* **EXTRAIT CHOISI**
------------------------------------------------------------------------
Un épisode de la guerre de Sécession en France. Le CSS Alabama
. La guerre de Sécession (Civil war) opposa entre 1861 et 1865 les Etats-Unis (du nord), dirigés par Abraham Lincoln, aux Etats Confédérés regroupés autour de Jefferson Davies, onze états du sud qui avaient fait sécession. Ce conflit résultait de quatre décennies de conflits d'intérêt sur les plans économique (coton), social (esclavage) et bien sûr politique. Le conflit se déroula majoritairement sur terre mais également sur mer, un aspect moins connu de cette histoire qui s'acheva par la victoire des Nordistes.
Le CSS Alabama
Le contexte
. A la suite du blocus des ports du sud décrété par Lincoln en avril 1861, les Sudistes firent construire le CSS Alabama, un sloop de guerre, armé de 8 canons, à propulsion mixte (vapeur -300 CV- et voiles -3 mats-) de 67 m, déplaçant 1.050 tonnes à 13 noeuds. Construit secrètement en Grande-Bretagne en 1862, il appartenait à la Confederate States Navy (marine de guerre des États confédérés d'Amérique). La construction fut supervisée par un agent confédéré, James Dunwoody Bulloch, (lequel dirigea l'effort de construction de la jeune marine de guerre sudiste), et menée à bien grâce à l'appui financier de la Fraser, Trenholm & Co., une firme de cotton brokers (négociants, intermédiaires en coton) de Liverpool, qui avait de fortes attaches avec la Confédération. Son équipage de 145 marins comprend pour moitié des volontaires britanniques.
------------------------------------------------------------------------
* **MATÉRIEL FOURNI**
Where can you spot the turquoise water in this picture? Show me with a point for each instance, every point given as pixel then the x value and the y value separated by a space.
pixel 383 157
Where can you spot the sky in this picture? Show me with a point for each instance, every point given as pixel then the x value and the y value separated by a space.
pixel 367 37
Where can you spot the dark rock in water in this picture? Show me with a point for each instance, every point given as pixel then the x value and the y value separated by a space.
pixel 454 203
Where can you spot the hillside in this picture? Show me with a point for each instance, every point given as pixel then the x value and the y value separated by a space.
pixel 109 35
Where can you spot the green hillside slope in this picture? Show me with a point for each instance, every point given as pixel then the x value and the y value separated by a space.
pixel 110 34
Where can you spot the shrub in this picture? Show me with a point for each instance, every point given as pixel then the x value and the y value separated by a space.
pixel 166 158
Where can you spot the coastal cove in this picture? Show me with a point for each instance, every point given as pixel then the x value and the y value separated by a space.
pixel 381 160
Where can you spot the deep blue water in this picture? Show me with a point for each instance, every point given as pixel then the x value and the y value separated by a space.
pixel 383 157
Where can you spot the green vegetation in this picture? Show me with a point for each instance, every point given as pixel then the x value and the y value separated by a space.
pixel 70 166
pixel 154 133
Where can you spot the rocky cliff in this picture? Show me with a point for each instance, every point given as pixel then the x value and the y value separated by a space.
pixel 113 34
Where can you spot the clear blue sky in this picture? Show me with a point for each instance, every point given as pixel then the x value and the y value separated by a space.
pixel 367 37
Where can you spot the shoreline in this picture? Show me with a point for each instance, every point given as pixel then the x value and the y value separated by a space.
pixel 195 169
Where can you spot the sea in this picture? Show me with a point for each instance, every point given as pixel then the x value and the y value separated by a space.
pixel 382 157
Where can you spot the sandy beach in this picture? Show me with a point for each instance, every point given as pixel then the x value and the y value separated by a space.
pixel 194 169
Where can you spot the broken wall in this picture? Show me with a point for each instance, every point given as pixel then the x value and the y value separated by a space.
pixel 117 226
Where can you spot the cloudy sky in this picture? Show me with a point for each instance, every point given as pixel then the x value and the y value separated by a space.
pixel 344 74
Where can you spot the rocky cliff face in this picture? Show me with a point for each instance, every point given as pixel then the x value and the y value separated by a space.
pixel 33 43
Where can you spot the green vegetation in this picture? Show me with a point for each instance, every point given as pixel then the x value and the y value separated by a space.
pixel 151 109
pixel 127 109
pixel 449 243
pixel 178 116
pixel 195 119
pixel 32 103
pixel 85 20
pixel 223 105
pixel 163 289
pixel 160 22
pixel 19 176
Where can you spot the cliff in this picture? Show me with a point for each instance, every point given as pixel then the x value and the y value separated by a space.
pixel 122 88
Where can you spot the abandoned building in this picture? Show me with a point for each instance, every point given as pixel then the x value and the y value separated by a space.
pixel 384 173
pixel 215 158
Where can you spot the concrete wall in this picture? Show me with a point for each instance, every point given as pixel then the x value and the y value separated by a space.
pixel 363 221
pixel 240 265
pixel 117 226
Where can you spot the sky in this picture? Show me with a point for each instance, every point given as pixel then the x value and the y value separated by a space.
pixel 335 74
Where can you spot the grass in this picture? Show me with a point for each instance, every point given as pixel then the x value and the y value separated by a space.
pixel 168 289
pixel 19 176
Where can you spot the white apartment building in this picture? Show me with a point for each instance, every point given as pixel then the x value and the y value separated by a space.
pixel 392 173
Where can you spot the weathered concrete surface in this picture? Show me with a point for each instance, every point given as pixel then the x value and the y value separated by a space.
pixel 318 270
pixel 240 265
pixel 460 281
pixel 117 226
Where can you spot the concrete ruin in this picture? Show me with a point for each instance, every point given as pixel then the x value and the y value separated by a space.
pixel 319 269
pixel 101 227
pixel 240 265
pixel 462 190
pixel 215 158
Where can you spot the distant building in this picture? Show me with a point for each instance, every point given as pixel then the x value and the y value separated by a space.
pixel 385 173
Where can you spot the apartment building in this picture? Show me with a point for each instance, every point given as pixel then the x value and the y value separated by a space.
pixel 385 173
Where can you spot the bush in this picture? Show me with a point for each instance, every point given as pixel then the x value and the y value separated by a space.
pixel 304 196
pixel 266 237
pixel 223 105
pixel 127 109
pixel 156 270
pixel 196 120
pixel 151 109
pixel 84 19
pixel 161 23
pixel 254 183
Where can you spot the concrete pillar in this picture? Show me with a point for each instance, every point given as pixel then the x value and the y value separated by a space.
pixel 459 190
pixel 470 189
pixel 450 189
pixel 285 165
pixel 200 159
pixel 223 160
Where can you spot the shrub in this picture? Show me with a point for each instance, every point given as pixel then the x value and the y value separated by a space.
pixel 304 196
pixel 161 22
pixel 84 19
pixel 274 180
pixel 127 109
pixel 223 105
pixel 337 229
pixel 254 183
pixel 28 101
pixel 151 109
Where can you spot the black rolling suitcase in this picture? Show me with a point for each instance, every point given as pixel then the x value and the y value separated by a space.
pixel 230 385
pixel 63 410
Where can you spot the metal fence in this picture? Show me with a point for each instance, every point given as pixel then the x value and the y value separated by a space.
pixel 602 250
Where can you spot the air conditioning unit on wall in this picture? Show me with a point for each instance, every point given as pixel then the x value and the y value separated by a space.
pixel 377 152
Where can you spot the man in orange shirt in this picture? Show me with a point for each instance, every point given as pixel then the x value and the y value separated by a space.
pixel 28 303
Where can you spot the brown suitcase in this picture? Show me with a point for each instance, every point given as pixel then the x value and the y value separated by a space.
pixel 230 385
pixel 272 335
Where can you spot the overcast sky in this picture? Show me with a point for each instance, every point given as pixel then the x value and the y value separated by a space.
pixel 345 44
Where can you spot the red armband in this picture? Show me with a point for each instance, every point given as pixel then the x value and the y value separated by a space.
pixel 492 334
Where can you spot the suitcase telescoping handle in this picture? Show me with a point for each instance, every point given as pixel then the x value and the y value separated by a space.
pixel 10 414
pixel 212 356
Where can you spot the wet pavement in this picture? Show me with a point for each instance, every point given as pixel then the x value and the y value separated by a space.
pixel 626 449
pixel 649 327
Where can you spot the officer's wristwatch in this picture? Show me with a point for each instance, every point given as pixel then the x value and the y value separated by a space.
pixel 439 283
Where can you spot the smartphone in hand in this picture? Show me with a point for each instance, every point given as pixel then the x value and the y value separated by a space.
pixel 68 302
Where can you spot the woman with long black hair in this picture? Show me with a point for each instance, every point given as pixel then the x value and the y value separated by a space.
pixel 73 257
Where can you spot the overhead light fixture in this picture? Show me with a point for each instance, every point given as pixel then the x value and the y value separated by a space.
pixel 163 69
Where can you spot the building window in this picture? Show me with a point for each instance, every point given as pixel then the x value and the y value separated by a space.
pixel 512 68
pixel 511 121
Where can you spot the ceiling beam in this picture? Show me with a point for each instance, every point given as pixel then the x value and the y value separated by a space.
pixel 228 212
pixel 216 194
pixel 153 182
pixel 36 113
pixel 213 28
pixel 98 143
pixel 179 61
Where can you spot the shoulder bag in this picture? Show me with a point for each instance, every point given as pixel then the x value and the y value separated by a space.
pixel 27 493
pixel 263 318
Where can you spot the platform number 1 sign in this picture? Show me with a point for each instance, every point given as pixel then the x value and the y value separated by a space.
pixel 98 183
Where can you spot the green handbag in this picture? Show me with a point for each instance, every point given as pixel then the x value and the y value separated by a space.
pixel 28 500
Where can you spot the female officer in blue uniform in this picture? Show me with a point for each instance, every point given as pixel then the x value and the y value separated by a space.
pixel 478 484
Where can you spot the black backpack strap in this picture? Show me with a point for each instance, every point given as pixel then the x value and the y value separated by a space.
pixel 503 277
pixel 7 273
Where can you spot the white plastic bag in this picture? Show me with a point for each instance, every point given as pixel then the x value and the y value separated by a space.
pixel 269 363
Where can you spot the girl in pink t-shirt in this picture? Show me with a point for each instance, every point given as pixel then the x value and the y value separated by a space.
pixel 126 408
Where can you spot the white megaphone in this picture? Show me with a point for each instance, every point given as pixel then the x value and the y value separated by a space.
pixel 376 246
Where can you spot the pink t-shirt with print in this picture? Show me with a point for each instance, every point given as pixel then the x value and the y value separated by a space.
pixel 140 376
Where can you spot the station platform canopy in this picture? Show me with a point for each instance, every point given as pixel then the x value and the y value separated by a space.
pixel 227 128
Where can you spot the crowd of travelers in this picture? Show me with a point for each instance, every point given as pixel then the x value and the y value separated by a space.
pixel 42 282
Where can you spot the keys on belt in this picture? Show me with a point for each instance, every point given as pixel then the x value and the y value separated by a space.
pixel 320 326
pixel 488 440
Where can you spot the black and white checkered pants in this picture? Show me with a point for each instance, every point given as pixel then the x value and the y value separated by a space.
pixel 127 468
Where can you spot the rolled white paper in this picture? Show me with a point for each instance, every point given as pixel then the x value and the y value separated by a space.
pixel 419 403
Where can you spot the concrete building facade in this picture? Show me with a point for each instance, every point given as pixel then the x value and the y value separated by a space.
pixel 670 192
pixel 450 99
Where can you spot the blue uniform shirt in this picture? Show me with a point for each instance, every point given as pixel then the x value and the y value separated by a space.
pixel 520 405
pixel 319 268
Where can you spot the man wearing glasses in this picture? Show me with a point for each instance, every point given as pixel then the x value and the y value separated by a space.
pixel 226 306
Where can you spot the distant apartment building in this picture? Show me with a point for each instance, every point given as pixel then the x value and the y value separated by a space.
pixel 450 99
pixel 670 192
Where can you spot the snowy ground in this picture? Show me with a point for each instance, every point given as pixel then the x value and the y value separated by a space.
------------------------------------------------------------------------
* **TRAVAIL DEMANDÉ**
1) Relevez toutes les personnes nommées dans l'extrait sur le CSS Alabama.
2) Prolongez le texte sur le CSS Alabama à partir de sa dernière phrase.
Ce matériel provient d'une autre source que l'extrait.

* **RÉSULTATS PAR TÂCHE**
1) Abraham Lincoln, Jefferson Davies, James Dunwoody Bulloch

2)
. Sur les 145 membres d’équipage, près de la moitié sont des volontaires britanniques. La plupart des engagés du premier jour resteront à bord jusqu'à la fin.
Les campagnes du CSS Alabama
. Son objectif était de perturber au maximum le commerce des Etats du nord. Pour cela, il traversa à trois reprises l'océan Atlantique jusqu’au Brésil, deux fois l'océan Indien, ainsi que la mer de Chine méridionale. Outre la soustraction de matières premières nécessaires à l'Union en plein effort de guerre, la désorganisation de son commerce et l'effet psychologique désastreux créé chez les Nordistes par cet insaisissable « bateau fantôme », le CSS Alabama a attiré à sa suite, loin du théâtre des opérations, d'importants effectifs matériels et humains, créant ainsi une diversion bienvenue pour la Confédération. Camouflé en bateau de commerce, pendant les deux années que dura son activité, l’Alabama détruisit, grâce sa vitesse et à sa maitrise de l'abordage, un grand nombre de navires de commerce de l'Union, ainsi qu'une canonnière à vapeur, l'USS Hatteras.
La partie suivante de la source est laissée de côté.